[Description of the task]: Write out all the entries word for word, but skip any images.

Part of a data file
::::::::::
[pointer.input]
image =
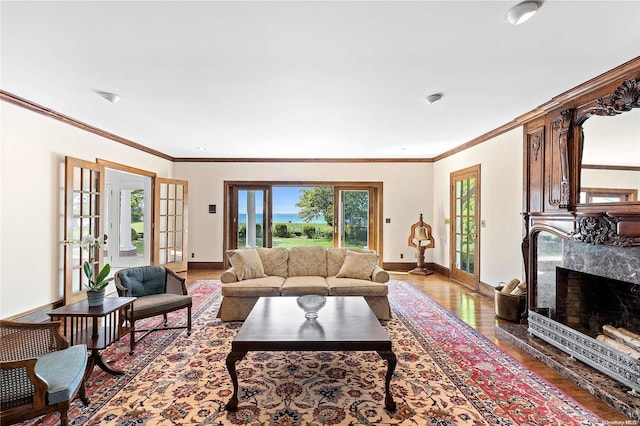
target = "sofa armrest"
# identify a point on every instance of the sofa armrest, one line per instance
(228, 276)
(379, 275)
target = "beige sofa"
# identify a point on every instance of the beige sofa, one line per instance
(299, 271)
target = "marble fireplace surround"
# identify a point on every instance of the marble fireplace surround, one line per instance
(619, 263)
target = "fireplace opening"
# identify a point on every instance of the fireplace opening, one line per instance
(586, 302)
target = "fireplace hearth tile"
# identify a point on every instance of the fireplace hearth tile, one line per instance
(593, 381)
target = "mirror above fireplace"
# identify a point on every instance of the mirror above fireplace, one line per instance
(609, 129)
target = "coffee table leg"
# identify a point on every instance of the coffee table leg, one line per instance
(390, 357)
(232, 358)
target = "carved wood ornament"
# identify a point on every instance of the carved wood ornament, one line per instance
(600, 229)
(553, 142)
(625, 98)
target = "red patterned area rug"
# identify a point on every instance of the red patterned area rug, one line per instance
(447, 374)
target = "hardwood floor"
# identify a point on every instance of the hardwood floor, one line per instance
(479, 313)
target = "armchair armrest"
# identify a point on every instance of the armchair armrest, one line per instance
(228, 276)
(379, 275)
(175, 283)
(43, 338)
(21, 375)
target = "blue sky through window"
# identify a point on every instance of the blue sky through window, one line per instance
(284, 199)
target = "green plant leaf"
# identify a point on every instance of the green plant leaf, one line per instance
(88, 270)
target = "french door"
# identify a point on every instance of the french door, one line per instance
(352, 227)
(354, 213)
(84, 204)
(170, 223)
(465, 213)
(249, 216)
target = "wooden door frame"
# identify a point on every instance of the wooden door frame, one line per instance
(475, 170)
(375, 206)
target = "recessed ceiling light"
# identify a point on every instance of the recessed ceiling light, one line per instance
(433, 98)
(111, 97)
(523, 11)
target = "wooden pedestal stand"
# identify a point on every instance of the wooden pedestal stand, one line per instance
(420, 238)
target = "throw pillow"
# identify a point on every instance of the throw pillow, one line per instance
(520, 288)
(275, 261)
(511, 285)
(358, 265)
(246, 263)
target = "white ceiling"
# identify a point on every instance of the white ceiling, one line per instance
(293, 79)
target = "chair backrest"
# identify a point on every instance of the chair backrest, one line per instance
(144, 280)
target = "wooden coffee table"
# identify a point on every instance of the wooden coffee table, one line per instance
(344, 324)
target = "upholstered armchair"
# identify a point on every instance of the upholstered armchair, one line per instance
(41, 373)
(158, 291)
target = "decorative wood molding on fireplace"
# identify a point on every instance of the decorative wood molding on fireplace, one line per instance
(600, 229)
(553, 148)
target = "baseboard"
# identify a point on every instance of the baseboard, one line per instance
(205, 265)
(443, 270)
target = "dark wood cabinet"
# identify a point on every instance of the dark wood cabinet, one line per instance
(554, 143)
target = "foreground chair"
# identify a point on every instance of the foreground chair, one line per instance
(41, 373)
(158, 291)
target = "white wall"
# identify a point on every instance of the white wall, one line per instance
(407, 192)
(500, 162)
(32, 152)
(599, 178)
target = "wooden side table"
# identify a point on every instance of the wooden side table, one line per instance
(97, 327)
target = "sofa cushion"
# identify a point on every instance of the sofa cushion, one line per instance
(298, 286)
(144, 280)
(307, 261)
(246, 263)
(267, 286)
(358, 265)
(355, 287)
(275, 260)
(335, 258)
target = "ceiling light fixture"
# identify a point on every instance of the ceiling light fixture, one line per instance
(111, 97)
(523, 11)
(432, 99)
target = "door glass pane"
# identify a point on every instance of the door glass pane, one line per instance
(354, 224)
(251, 218)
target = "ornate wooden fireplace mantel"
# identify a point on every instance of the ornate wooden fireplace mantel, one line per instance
(555, 138)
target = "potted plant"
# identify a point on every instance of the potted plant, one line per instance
(96, 282)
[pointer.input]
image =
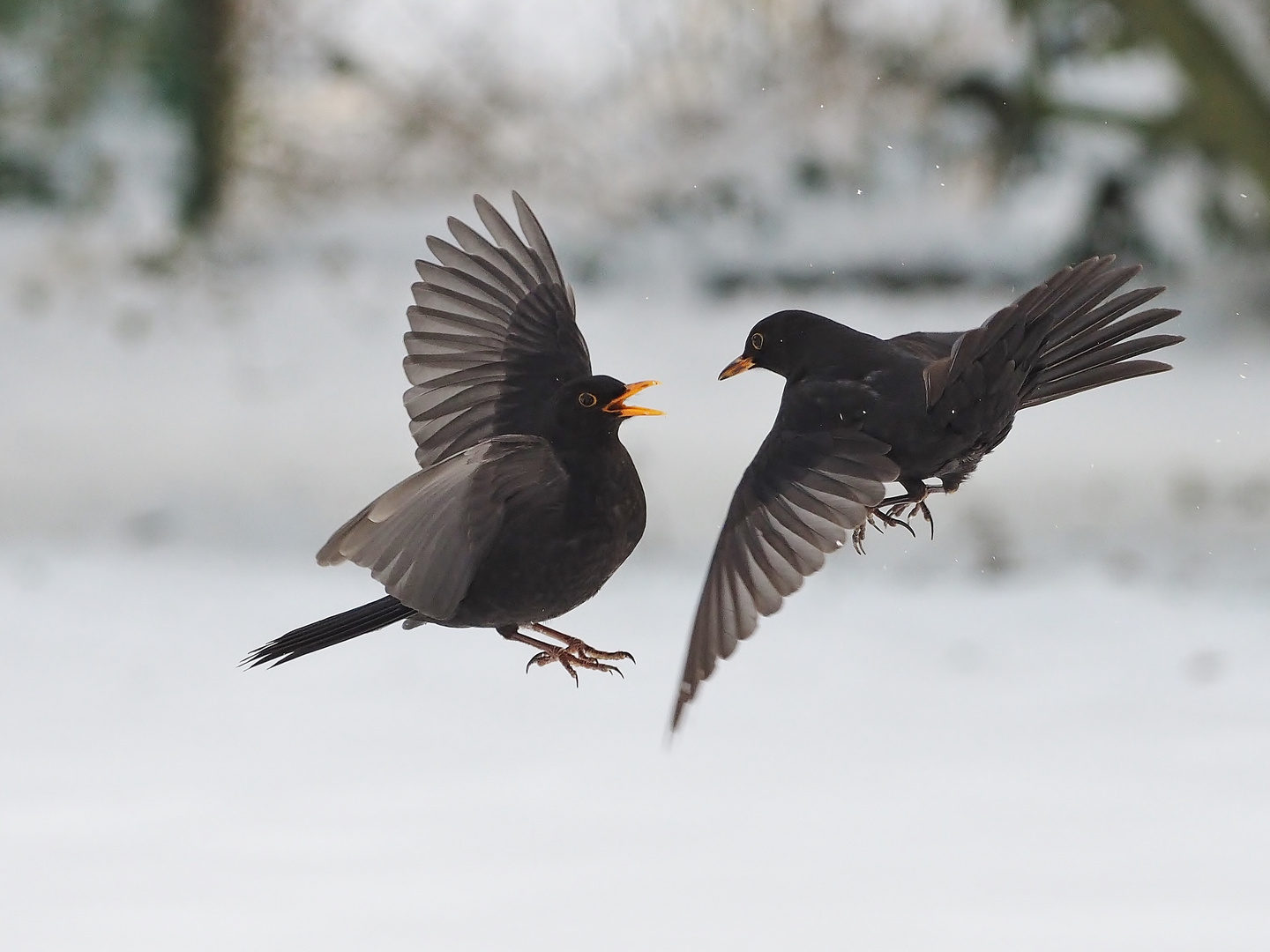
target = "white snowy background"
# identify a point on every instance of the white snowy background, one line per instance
::::::::::
[Result for this exercise]:
[pointer.input]
image =
target = "sofa armrest"
# identify a point on every instance of the sofa armrest, one line per instance
(228, 276)
(379, 275)
target = "beige sofa"
# identify a point on every instance of the beige sofa, one line per instance
(299, 271)
target = "marble fireplace surround"
# identify a point on every instance of the marble fireplace surround, one line per instance
(619, 263)
target = "fireplace opening"
# identify a point on every instance of the fireplace opening, one line per instance
(586, 302)
target = "fireplace hearth tile"
# identify a point on every instance of the fireplace hearth tile, one line per instance
(593, 381)
target = "mirror above fireplace"
# identify a point on every instance of the mirror above fireplace, one line per instance
(609, 129)
target = "coffee table leg"
# identify a point on every instance of the coffee table leg, one line per instance
(390, 357)
(232, 358)
target = "carved wood ornament"
# identify a point on every instance of the carved wood ornament, one line per instance
(600, 229)
(553, 142)
(625, 98)
target = "red patterned area rug"
# identify a point on every instance of the red patterned area rug, one line per instance
(447, 374)
target = "hardwood floor"
# identify a point on every instance of the hardwood floor, one line per instance
(479, 313)
target = "armchair armrest"
# identify a point on every instance of the armchair armrest, one line per instance
(228, 276)
(379, 275)
(175, 283)
(43, 338)
(21, 375)
target = "blue sky through window"
# identify a point on every instance of the blue sky through window, one line per instance
(284, 199)
target = "green plant leaf"
# identify a point on every instance of the green plant leaf, one line per instance
(88, 270)
target = "french door"
# identify a point on every instance of the french door, one line per instance
(352, 227)
(354, 213)
(84, 204)
(170, 223)
(465, 213)
(249, 216)
target = "wooden door frame"
# identify a point on every instance of the wooden door frame, one line per instance
(475, 170)
(375, 206)
target = "recessed ceiling light"
# identify a point on every instance of the recessed ceiling light, one line per instance
(433, 98)
(111, 97)
(523, 11)
target = "wooden pedestal stand"
# identify a point on every instance of the wooden pedestal stand, one line per instance
(420, 238)
target = "throw pillow"
# identify a point on every instance of the throw pillow, one line per instance
(520, 288)
(275, 261)
(511, 285)
(358, 265)
(246, 263)
target = "white ceiling"
# identify a point on every instance of the white ceiling, one line per instance
(293, 79)
target = "chair backrest"
# identify a point on every instance of the chair backrest, one line per instance
(144, 280)
target = "wooden coffee table"
# identify a point on every instance of the wooden coffee table, one line per instance
(344, 324)
target = "upholstered armchair"
# identify a point on every instance of the upholstered armchair, one line per instance
(41, 373)
(158, 291)
target = "decorative wood molding on fireplace"
# identify a point on every instance of the decorative wood molding on fireplace, one line per instance
(600, 229)
(553, 148)
target = "baseboard"
# identify a point on every instance of the baseboard, one line per instance
(205, 265)
(443, 270)
target = "dark wood cabinet"
# identify a point on every instance of the dark wood cabinet, one line per instance
(554, 143)
target = "foreground chair"
# identify a point on every instance of the foreground chair, one line per instance
(41, 373)
(158, 291)
target = "white wall"
# identify a point on every instance of the white wall, one line per instance
(407, 192)
(500, 162)
(32, 152)
(599, 178)
target = "wooden side table"
# identify a point on every instance of the wooden side table, one line per instance
(97, 327)
target = "sofa cushion"
# identify a point on every instance of the sofa cushion, one line per instance
(298, 286)
(144, 280)
(307, 261)
(246, 263)
(267, 286)
(358, 265)
(355, 287)
(275, 260)
(335, 258)
target = "ceiling light fixture"
# identify a point on every instance of the ceiling light fixture, one line per instance
(111, 97)
(523, 11)
(432, 99)
target = "door glass pane"
# identify a point on every instance of the door glass pane, one line per instance
(354, 224)
(251, 218)
target = "ornate wooden fireplace mantel"
# identify a point on every instance of the ornate wooden fireplace mantel, one line per instance
(555, 138)
target = "potted plant"
# identify a point on every instance of the potted plant, one line per instance
(96, 282)
[pointer.input]
image =
target = "white snowy background"
# identify a point on every instance of the white snowy background, one line per instance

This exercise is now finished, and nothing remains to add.